**WHAT YOU NEED TO DO:**
Return each line of the listing that follows in which the string "bank" can be found.

----

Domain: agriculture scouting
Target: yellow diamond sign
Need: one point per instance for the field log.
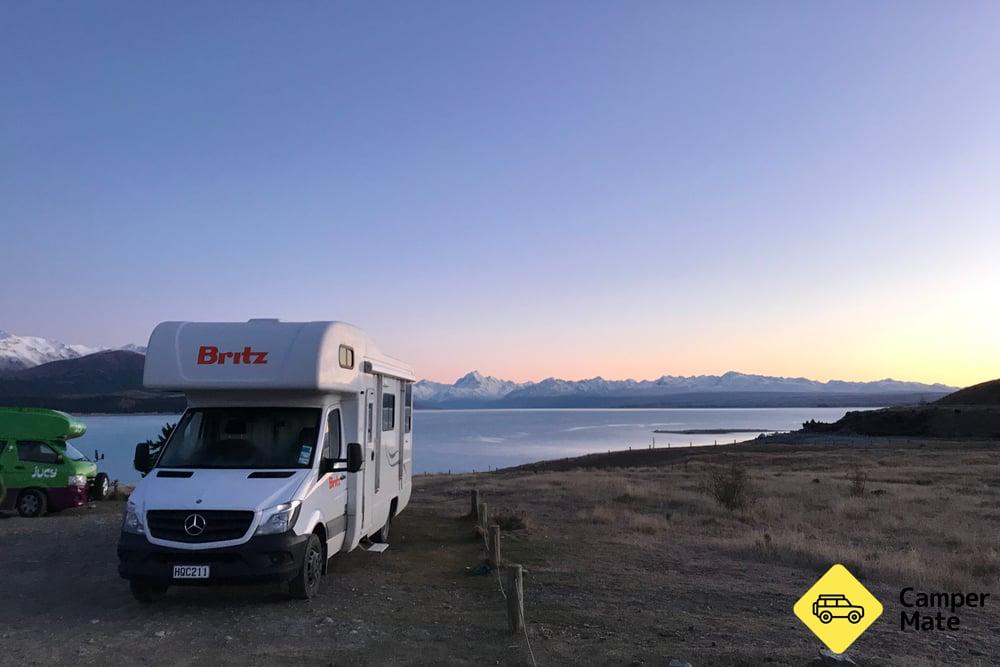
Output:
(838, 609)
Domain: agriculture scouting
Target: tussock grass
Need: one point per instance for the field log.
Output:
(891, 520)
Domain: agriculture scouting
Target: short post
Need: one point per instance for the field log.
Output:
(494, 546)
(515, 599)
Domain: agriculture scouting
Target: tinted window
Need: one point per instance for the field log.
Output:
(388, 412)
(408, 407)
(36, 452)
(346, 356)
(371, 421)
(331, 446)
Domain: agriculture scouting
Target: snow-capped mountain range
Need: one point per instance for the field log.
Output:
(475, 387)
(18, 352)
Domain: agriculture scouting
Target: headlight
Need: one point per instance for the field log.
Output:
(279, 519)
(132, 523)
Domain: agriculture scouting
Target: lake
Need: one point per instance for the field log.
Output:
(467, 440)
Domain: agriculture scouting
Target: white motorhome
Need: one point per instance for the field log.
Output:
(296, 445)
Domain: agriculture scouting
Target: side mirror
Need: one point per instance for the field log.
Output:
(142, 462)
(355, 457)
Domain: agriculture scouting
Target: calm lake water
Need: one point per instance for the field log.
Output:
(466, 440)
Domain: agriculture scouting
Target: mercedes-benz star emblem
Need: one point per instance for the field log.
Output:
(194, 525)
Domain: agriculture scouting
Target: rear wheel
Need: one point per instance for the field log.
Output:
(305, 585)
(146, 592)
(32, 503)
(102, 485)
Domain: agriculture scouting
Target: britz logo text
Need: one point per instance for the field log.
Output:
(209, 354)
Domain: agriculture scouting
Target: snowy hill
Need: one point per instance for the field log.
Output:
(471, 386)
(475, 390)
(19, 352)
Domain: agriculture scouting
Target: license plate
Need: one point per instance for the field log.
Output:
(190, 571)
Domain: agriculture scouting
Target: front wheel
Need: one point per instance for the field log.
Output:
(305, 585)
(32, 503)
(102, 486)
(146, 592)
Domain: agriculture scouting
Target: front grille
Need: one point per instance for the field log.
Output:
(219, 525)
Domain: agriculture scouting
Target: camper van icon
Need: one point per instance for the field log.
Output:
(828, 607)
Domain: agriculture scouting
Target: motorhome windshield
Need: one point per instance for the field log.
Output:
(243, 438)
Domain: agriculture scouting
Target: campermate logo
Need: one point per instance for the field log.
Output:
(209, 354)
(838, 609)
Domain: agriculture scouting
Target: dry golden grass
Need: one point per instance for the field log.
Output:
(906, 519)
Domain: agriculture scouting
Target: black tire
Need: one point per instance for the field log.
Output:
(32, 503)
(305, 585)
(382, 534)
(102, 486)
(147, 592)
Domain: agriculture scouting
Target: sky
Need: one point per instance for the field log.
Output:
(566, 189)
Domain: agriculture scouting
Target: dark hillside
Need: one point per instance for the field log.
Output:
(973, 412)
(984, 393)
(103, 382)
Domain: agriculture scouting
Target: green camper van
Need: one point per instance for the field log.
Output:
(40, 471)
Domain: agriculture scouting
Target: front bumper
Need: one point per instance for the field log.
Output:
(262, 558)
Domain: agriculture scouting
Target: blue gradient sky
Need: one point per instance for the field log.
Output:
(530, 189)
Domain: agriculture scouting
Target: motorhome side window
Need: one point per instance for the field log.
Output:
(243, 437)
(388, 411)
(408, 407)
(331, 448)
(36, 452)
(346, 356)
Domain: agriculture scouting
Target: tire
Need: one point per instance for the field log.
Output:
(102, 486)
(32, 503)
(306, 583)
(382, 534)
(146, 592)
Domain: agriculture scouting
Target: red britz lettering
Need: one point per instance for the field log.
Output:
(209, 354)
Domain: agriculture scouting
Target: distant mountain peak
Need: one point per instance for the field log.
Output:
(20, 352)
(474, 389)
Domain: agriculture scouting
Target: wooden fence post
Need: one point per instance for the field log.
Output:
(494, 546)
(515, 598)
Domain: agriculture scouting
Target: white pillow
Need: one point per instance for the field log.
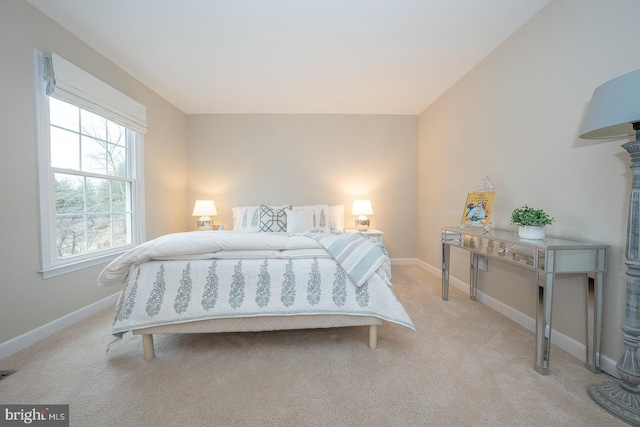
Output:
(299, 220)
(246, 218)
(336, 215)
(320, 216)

----

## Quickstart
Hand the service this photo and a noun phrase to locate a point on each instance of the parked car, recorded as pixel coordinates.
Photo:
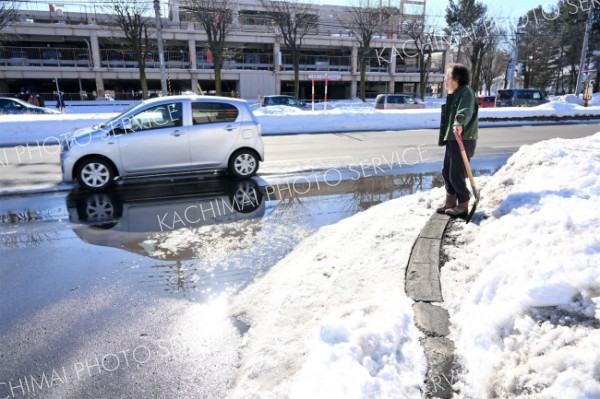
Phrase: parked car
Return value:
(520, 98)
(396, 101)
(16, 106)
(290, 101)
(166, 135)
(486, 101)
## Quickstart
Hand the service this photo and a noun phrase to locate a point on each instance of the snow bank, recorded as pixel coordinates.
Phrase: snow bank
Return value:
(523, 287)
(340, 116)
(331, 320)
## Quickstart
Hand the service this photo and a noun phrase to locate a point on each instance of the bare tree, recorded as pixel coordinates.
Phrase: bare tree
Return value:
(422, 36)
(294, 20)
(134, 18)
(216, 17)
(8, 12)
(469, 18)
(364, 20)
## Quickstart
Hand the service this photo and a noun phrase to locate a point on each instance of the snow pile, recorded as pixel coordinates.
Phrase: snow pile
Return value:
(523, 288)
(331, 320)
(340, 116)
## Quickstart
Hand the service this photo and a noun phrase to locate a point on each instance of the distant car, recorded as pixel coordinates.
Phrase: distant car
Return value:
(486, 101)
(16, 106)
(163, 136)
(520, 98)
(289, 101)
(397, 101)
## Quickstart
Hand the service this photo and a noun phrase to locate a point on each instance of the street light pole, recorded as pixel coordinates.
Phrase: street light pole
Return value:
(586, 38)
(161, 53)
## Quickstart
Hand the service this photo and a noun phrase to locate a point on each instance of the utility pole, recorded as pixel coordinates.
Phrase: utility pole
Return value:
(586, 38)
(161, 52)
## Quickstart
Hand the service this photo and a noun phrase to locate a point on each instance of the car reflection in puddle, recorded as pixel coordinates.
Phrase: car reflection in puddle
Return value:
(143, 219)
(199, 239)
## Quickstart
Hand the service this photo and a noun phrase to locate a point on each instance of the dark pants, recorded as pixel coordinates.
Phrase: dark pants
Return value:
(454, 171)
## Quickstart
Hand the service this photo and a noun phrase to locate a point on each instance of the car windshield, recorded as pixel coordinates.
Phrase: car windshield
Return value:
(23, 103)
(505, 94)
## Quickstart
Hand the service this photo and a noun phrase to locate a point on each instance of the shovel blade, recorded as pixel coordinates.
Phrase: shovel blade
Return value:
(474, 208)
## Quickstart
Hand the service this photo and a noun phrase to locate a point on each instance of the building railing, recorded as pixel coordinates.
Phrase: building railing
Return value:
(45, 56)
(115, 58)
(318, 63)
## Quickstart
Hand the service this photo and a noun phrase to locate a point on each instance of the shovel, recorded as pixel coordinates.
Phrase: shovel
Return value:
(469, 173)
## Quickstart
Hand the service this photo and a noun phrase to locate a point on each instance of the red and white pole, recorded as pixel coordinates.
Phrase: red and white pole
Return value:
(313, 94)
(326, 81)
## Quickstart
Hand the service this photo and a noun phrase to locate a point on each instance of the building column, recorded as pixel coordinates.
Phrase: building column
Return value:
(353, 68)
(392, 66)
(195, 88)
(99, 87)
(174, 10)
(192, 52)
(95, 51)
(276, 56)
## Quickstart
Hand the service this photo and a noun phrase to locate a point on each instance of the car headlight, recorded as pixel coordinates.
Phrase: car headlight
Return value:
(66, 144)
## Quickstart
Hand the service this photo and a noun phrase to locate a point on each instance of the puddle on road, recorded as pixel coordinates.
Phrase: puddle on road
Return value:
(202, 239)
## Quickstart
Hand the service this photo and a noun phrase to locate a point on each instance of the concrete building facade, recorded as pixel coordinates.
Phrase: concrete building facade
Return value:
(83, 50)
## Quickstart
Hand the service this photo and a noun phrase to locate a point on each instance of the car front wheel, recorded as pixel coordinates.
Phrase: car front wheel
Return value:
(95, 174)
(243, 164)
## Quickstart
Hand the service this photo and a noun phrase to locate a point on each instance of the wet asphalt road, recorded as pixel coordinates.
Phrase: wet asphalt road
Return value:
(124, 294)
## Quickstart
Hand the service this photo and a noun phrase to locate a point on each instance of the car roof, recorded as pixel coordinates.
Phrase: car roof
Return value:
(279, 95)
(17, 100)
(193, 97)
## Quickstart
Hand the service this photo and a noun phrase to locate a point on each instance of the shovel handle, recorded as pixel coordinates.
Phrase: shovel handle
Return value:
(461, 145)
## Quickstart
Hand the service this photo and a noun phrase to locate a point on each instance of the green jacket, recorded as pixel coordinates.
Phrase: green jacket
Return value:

----

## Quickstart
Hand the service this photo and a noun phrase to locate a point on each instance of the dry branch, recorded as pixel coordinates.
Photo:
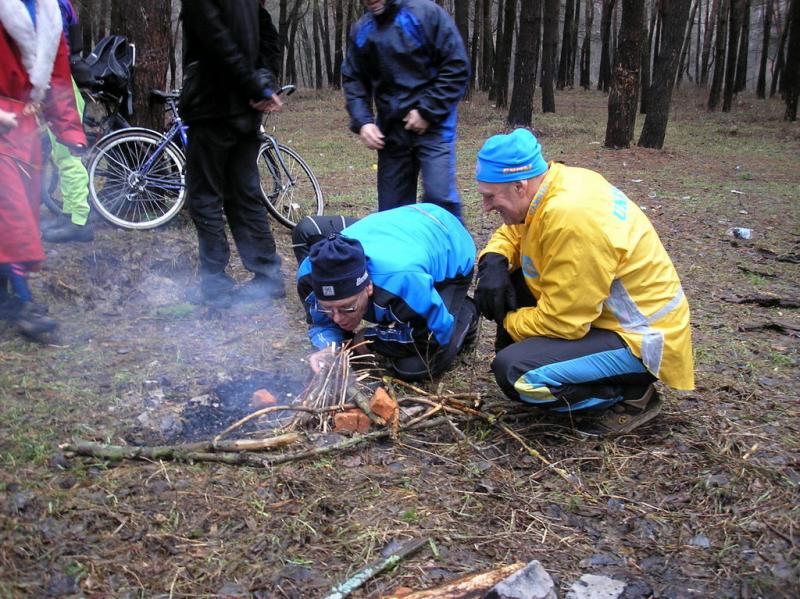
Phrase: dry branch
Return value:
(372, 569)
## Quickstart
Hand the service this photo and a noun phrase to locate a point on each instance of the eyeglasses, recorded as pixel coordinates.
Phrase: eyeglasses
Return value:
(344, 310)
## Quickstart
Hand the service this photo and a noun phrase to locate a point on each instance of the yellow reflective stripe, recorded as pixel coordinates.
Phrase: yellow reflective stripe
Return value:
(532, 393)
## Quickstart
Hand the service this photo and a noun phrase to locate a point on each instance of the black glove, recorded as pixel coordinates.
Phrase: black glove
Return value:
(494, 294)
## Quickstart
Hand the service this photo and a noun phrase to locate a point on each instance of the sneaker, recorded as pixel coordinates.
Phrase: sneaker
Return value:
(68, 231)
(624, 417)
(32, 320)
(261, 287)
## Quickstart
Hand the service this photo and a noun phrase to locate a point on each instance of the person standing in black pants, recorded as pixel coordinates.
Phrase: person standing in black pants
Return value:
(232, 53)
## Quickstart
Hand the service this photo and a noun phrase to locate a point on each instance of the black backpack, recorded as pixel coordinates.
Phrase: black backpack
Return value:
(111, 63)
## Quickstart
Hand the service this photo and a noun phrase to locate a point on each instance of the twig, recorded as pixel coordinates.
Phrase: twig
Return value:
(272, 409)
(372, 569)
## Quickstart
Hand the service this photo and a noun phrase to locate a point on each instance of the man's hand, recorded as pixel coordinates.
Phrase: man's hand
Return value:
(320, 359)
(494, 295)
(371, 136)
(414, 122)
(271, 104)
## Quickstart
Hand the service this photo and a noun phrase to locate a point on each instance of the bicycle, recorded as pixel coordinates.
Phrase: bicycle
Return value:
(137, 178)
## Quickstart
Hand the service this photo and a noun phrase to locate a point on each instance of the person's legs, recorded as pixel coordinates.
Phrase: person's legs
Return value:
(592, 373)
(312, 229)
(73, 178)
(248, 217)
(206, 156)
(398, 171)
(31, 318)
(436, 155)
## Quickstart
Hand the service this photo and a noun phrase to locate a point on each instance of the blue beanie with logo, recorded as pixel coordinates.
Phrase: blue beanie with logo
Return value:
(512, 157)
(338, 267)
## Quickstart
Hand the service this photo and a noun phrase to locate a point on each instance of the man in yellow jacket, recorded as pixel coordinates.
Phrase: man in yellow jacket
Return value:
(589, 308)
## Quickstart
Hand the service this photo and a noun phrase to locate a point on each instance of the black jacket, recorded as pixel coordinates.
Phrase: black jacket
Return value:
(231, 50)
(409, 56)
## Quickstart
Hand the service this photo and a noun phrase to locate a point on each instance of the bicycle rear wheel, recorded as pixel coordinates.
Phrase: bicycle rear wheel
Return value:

----

**ANSWER SPACE:**
Hand the service this photo and a noun phrase to locate a point on each instance of the snow bank, recorded as pixel coordinates.
Phrase: snow bank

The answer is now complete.